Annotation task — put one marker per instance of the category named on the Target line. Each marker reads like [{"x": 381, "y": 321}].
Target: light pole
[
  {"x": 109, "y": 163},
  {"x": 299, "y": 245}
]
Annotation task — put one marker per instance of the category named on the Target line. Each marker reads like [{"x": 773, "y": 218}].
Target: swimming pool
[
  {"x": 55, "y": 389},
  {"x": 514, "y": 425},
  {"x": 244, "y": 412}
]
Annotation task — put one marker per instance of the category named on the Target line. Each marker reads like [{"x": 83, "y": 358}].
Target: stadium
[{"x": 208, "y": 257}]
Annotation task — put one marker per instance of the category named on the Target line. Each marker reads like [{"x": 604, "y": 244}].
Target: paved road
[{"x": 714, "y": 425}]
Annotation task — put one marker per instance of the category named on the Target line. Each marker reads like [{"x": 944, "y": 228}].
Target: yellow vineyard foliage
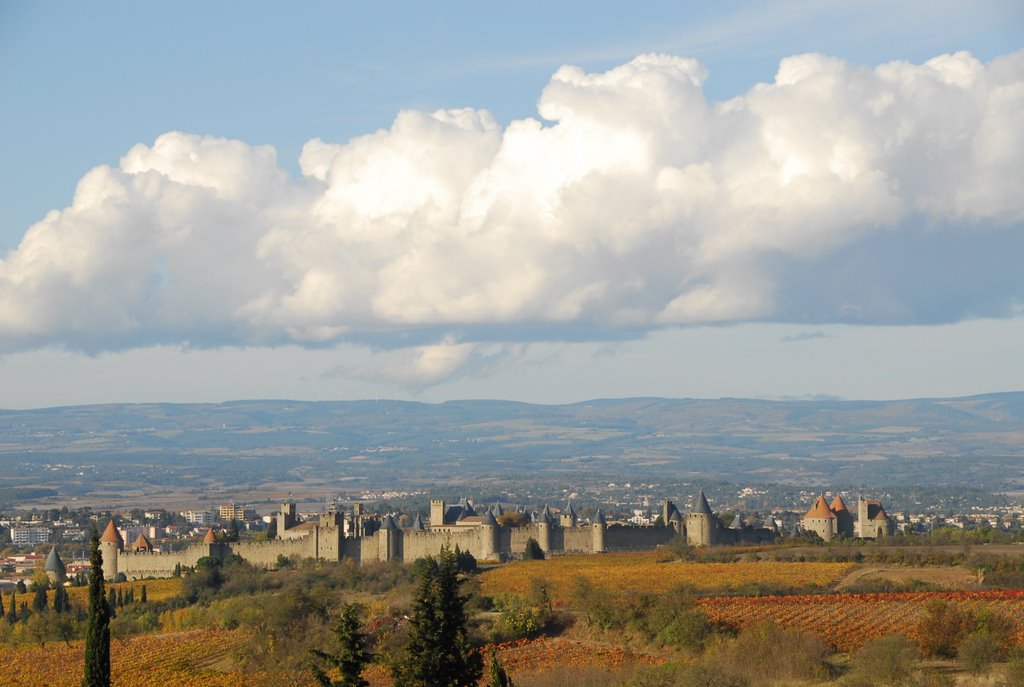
[
  {"x": 156, "y": 590},
  {"x": 653, "y": 571},
  {"x": 185, "y": 659}
]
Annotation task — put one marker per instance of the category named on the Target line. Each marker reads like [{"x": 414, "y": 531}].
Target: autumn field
[
  {"x": 147, "y": 660},
  {"x": 156, "y": 590},
  {"x": 201, "y": 658},
  {"x": 848, "y": 620},
  {"x": 656, "y": 572}
]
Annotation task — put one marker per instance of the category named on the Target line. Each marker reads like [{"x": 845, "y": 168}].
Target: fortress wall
[
  {"x": 351, "y": 549},
  {"x": 619, "y": 538},
  {"x": 518, "y": 537},
  {"x": 418, "y": 545},
  {"x": 557, "y": 540},
  {"x": 578, "y": 540},
  {"x": 138, "y": 565},
  {"x": 330, "y": 544},
  {"x": 368, "y": 549},
  {"x": 264, "y": 554}
]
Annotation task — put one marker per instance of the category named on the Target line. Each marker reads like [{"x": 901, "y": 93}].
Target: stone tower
[
  {"x": 54, "y": 567},
  {"x": 819, "y": 519},
  {"x": 436, "y": 513},
  {"x": 544, "y": 529},
  {"x": 597, "y": 530},
  {"x": 698, "y": 523},
  {"x": 111, "y": 545},
  {"x": 844, "y": 518},
  {"x": 286, "y": 518},
  {"x": 568, "y": 518},
  {"x": 488, "y": 537},
  {"x": 389, "y": 541}
]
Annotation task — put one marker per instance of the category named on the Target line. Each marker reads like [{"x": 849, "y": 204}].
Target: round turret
[
  {"x": 488, "y": 537},
  {"x": 544, "y": 529},
  {"x": 597, "y": 530},
  {"x": 111, "y": 544}
]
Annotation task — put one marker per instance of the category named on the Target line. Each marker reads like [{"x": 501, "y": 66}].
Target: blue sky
[{"x": 866, "y": 285}]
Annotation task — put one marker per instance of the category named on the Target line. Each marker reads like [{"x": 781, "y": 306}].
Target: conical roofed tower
[
  {"x": 819, "y": 519},
  {"x": 844, "y": 518},
  {"x": 54, "y": 567}
]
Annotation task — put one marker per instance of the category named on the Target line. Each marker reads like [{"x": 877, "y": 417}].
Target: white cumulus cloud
[{"x": 838, "y": 192}]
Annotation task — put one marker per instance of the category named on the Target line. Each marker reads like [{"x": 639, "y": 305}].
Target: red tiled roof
[
  {"x": 819, "y": 509},
  {"x": 111, "y": 534},
  {"x": 838, "y": 505}
]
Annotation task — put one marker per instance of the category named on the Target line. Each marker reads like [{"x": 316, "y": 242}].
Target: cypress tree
[
  {"x": 351, "y": 657},
  {"x": 97, "y": 636},
  {"x": 61, "y": 603},
  {"x": 39, "y": 600},
  {"x": 438, "y": 652},
  {"x": 499, "y": 678}
]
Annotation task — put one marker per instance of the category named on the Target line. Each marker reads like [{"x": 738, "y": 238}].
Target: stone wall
[
  {"x": 624, "y": 538},
  {"x": 578, "y": 540}
]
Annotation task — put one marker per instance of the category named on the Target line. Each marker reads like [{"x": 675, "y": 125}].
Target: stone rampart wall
[{"x": 620, "y": 538}]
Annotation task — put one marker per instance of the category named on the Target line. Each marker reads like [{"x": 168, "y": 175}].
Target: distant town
[{"x": 26, "y": 537}]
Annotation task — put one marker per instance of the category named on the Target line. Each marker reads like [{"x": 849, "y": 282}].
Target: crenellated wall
[
  {"x": 625, "y": 538},
  {"x": 327, "y": 541}
]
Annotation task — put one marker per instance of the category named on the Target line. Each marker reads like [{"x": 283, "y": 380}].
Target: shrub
[
  {"x": 942, "y": 629},
  {"x": 765, "y": 653},
  {"x": 888, "y": 659},
  {"x": 978, "y": 651}
]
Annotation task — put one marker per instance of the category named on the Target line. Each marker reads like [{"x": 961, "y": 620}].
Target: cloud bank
[{"x": 837, "y": 194}]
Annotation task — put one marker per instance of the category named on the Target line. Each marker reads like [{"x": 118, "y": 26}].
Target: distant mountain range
[{"x": 972, "y": 441}]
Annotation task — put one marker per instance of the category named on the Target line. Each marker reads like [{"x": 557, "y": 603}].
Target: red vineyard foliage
[{"x": 848, "y": 620}]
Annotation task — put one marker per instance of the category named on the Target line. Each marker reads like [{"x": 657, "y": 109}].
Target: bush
[
  {"x": 942, "y": 629},
  {"x": 1014, "y": 677},
  {"x": 765, "y": 654},
  {"x": 978, "y": 651},
  {"x": 889, "y": 660}
]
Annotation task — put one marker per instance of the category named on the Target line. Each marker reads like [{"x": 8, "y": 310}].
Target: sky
[{"x": 541, "y": 202}]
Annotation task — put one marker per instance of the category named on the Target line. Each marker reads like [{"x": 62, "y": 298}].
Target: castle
[
  {"x": 828, "y": 520},
  {"x": 488, "y": 533}
]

■ **Short exercise**:
Reproduce all entries without any change, and omit the pictures.

■ **The result**:
Annotation task — put one marker per instance of the category named on the Target line. Each marker reads like [{"x": 381, "y": 321}].
Target: light pole
[
  {"x": 109, "y": 163},
  {"x": 299, "y": 245}
]
Annotation task — put one marker per instance of the category named on the Target line. Each marker reads like [{"x": 773, "y": 218}].
Target: swimming pool
[
  {"x": 55, "y": 389},
  {"x": 514, "y": 425},
  {"x": 244, "y": 412}
]
Annotation task — put one marker per instance of the category named on the Target line. Each marker reads like [{"x": 83, "y": 358}].
Target: stadium
[{"x": 208, "y": 257}]
Annotation task — put one marker per instance of the category named on the Target line. Each marker reads like [{"x": 604, "y": 244}].
Target: paved road
[{"x": 714, "y": 425}]
Annotation task — put one marker per instance of the category named on the Target line. Each marker reads like [{"x": 944, "y": 228}].
Target: yellow vineyard foliage
[
  {"x": 156, "y": 590},
  {"x": 653, "y": 571},
  {"x": 185, "y": 659}
]
Annotation task — put one marker per instance of the category named on the Target line. Each marker reads like [{"x": 414, "y": 531}].
Target: autumn field
[
  {"x": 147, "y": 660},
  {"x": 156, "y": 590},
  {"x": 201, "y": 658},
  {"x": 848, "y": 620},
  {"x": 656, "y": 572}
]
Annotation task — put one marker per instance of the category named on the Target line. Each marker reads like [{"x": 845, "y": 168}].
Target: fortress wall
[
  {"x": 351, "y": 549},
  {"x": 619, "y": 538},
  {"x": 518, "y": 537},
  {"x": 418, "y": 545},
  {"x": 557, "y": 540},
  {"x": 578, "y": 540},
  {"x": 138, "y": 565},
  {"x": 330, "y": 544},
  {"x": 368, "y": 549},
  {"x": 264, "y": 554}
]
Annotation task — put one marker per instance of the category named on the Target line. Each marker reads like [{"x": 901, "y": 93}].
Target: stone tower
[
  {"x": 54, "y": 567},
  {"x": 819, "y": 519},
  {"x": 436, "y": 513},
  {"x": 544, "y": 529},
  {"x": 597, "y": 530},
  {"x": 698, "y": 523},
  {"x": 111, "y": 545},
  {"x": 844, "y": 518},
  {"x": 286, "y": 518},
  {"x": 568, "y": 518},
  {"x": 488, "y": 537},
  {"x": 389, "y": 541}
]
Annotation task — put one marker per instance of the category named on the Target line. Each marker reads like [{"x": 849, "y": 204}].
Target: round turret
[
  {"x": 488, "y": 537},
  {"x": 544, "y": 529},
  {"x": 597, "y": 530},
  {"x": 111, "y": 544}
]
Annotation task — put one marker per instance of the category named on the Target line. Each marker reads like [{"x": 501, "y": 66}].
Target: blue sky
[{"x": 866, "y": 285}]
Annotation task — put one marker per instance of the category named on the Target line. Each marker reads like [{"x": 781, "y": 306}].
Target: conical roofed tower
[
  {"x": 819, "y": 519},
  {"x": 844, "y": 518},
  {"x": 54, "y": 567}
]
Annotation task — put one marker per instance of the category named on the Target line. Each marker reads like [{"x": 877, "y": 417}].
Target: white cumulus cloud
[{"x": 838, "y": 192}]
Annotation task — put one marker per instance of the category named on the Target line. Each marker reads like [{"x": 639, "y": 305}].
Target: red tiled roof
[
  {"x": 819, "y": 509},
  {"x": 111, "y": 534},
  {"x": 838, "y": 505}
]
Annotation task — put one marker per instance of the category named on the Target line. Each marker reads like [{"x": 316, "y": 242}].
Target: cypress tree
[
  {"x": 351, "y": 657},
  {"x": 97, "y": 636},
  {"x": 61, "y": 603},
  {"x": 39, "y": 600},
  {"x": 438, "y": 652},
  {"x": 499, "y": 678}
]
Annotation task — put one marker per instance of the category named on the Target line. Each marker reads like [{"x": 738, "y": 238}].
Target: stone wall
[
  {"x": 624, "y": 538},
  {"x": 578, "y": 540}
]
Annotation task — put one marker per instance of the category named on the Target line. Each marker reads like [{"x": 675, "y": 125}].
Target: stone rampart wall
[{"x": 620, "y": 538}]
Annotation task — put one marker per instance of the category named on the Target line. Each marker reads like [{"x": 168, "y": 175}].
Target: distant town
[{"x": 26, "y": 537}]
Annotation task — put one marker per instance of the category named on the Target line. Each marker reads like [{"x": 849, "y": 282}].
Target: crenellated wall
[
  {"x": 625, "y": 538},
  {"x": 327, "y": 541}
]
Annotation task — put one marker per instance of the category named on the Target line. Each marker reads like [{"x": 283, "y": 380}].
Target: shrub
[
  {"x": 942, "y": 629},
  {"x": 765, "y": 653},
  {"x": 888, "y": 659},
  {"x": 978, "y": 651}
]
Annotation task — put one marker per instance of the category named on the Target line. Each marker reads like [{"x": 961, "y": 620}].
Target: cloud bank
[{"x": 837, "y": 194}]
Annotation task — put one marker per instance of the category named on the Target line. Each marker reads like [{"x": 118, "y": 26}].
Target: distant mountain range
[{"x": 972, "y": 441}]
Annotation task — put one marker per instance of the category named on the Target line. Each marker reads like [{"x": 557, "y": 603}].
Target: red vineyard foliage
[{"x": 848, "y": 620}]
Annotation task — put one marker per instance of the category named on the Target line. Each marker reads like [{"x": 657, "y": 109}].
Target: bush
[
  {"x": 942, "y": 629},
  {"x": 1014, "y": 677},
  {"x": 765, "y": 654},
  {"x": 978, "y": 651},
  {"x": 889, "y": 660}
]
Annotation task — put one marker per instance of the category named on the Target line. Each marker reads like [{"x": 8, "y": 310}].
Target: sky
[{"x": 541, "y": 202}]
Annotation task — put one marker per instance of the category named on the Target line. Each marker reads like [{"x": 62, "y": 298}].
Target: castle
[
  {"x": 828, "y": 520},
  {"x": 488, "y": 533}
]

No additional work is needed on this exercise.